__WHAT THIS EXERCISE ASKS__
1: Please repeat the part of the post on self-discipline between "I have yet to succeed" and "this serendipitous manner.", inclusive, swapping "whimsy" for "playfulness".
2: Answer these questions from the post on self-discipline:
(a) What is the title of the writer's most recent book-club read?
(b) What lifestyle does the writer say they are reverting to?
(c) Where does the writer say they work entirely on some days?

__PASSAGE SHOWN__
*****

I really appreciate my new work life, the independence that it affords me. There are days I actually work entirely from home. I marvel at how I've sort of attained what I wanted in such a short time span, Alhamdulillah.
I realise though, I am reverting to my uni days lifestyle, where I sometimes sit in front of my computer or with my books, being distracted by everything else in the world but the work that I need to complete. Even right now, when I should be churning out my reports, I have decided I need to blog. (How is it that blogging has become a need for me. What an excuse, S.)
I have yet to succeed in overcoming my lack of discipline; or as Gustav in my most recent book-club-read The Gustav Sonata said, I have yet to master myself. On the topic of self-discipline, I am also often reminded of Nikola Tesla, whose account of his concerted efforts at self-discipline resulted in amazement at how, ironically, it led to him eventually being able to do what he truly wanted to do. Self-discipline is the key to achieving one's potential, but how do I become disciplined and not kill all my natural curiosity and whimsy? I cannot say that I actually regret my time reading random things or watching random things because I can add to my experience of knowledge and culture; some of the most amazing things I've learnt have been discovered in this serendipitous manner.

*****

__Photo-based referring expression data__
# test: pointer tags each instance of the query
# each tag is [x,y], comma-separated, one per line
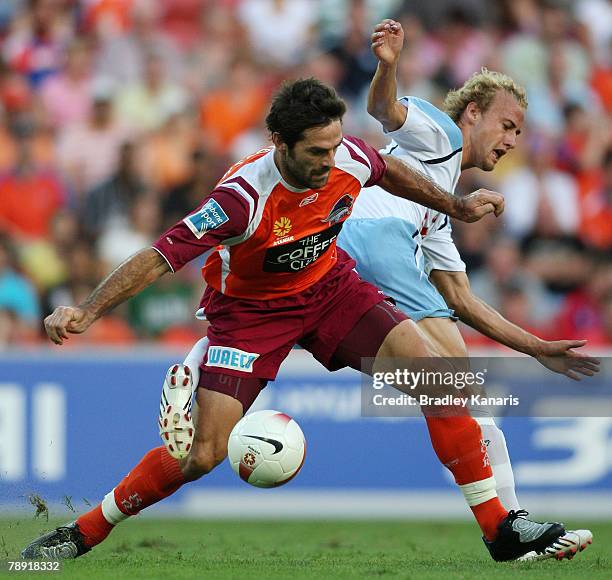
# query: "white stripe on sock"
[479,491]
[112,514]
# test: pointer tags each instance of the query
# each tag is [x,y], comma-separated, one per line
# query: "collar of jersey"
[280,177]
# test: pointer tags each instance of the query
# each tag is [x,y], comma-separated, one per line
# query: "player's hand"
[559,357]
[387,41]
[66,320]
[472,207]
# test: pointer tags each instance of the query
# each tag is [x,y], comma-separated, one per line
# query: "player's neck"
[287,175]
[466,153]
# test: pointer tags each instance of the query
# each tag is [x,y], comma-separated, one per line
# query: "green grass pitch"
[169,548]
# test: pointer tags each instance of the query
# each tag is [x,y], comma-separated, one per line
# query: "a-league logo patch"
[209,217]
[231,358]
[341,209]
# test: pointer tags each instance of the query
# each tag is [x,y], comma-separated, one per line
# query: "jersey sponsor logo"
[282,227]
[309,199]
[209,217]
[298,254]
[283,240]
[341,209]
[227,357]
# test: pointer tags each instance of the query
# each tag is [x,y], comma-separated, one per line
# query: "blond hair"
[481,88]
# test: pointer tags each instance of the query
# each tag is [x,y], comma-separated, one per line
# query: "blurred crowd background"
[118,116]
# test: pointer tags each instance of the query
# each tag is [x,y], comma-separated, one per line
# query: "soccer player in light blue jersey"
[415,260]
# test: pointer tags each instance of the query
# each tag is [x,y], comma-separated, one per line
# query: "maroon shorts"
[249,339]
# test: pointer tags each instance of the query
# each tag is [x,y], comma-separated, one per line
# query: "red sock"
[457,441]
[157,476]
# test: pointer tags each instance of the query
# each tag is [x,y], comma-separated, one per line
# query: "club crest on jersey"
[341,209]
[309,199]
[209,217]
[282,227]
[231,358]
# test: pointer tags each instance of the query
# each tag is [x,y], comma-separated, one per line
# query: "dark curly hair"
[300,105]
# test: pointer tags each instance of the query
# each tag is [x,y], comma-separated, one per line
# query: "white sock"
[112,514]
[500,462]
[479,491]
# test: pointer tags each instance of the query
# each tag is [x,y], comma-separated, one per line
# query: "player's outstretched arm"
[557,355]
[132,276]
[387,42]
[402,180]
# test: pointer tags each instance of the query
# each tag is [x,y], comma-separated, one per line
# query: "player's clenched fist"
[64,320]
[387,41]
[476,205]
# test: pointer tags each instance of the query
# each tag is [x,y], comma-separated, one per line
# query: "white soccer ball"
[266,448]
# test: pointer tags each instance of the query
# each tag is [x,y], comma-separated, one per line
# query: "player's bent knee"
[407,341]
[203,460]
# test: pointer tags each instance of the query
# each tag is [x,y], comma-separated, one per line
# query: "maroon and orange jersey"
[265,238]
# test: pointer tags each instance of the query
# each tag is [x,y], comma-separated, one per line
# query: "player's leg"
[456,438]
[345,335]
[444,334]
[154,478]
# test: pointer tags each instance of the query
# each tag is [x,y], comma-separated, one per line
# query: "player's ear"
[278,142]
[472,112]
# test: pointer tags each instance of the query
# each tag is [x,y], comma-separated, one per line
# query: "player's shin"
[457,440]
[157,476]
[500,462]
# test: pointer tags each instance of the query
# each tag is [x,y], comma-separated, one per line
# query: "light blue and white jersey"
[431,142]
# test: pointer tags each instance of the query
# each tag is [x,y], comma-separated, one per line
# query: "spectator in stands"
[504,269]
[67,96]
[185,197]
[539,198]
[110,201]
[29,195]
[235,106]
[45,260]
[586,311]
[19,306]
[148,104]
[121,239]
[596,205]
[88,152]
[36,42]
[281,32]
[123,57]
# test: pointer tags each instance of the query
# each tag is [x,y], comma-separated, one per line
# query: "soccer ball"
[266,448]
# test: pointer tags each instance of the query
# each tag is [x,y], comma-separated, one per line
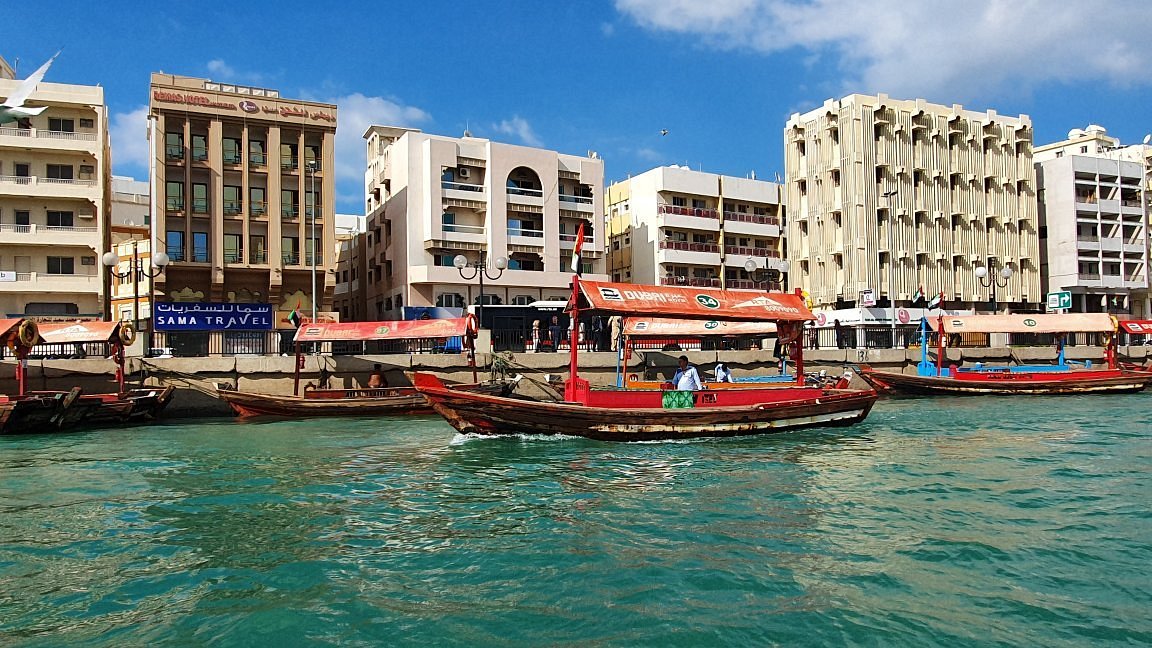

*****

__OUTPUTS FOR THE TASKS__
1:
I have yet to succeed in overcoming my lack of discipline; or as Gustav in my most recent book-club-read The Gustav Sonata said, I have yet to master myself. On the topic of self-discipline, I am also often reminded of Nikola Tesla, whose account of his concerted efforts at self-discipline resulted in amazement at how, ironically, it led to him eventually being able to do what he truly wanted to do. Self-discipline is the key to achieving one's potential, but how do I become disciplined and not kill all my natural curiosity and playfulness? I cannot say that I actually regret my time reading random things or watching random things because I can add to my experience of knowledge and culture; some of the most amazing things I've learnt have been discovered in this serendipitous manner.

2:
(a) The Gustav Sonata
(b) Their uni days lifestyle
(c) From home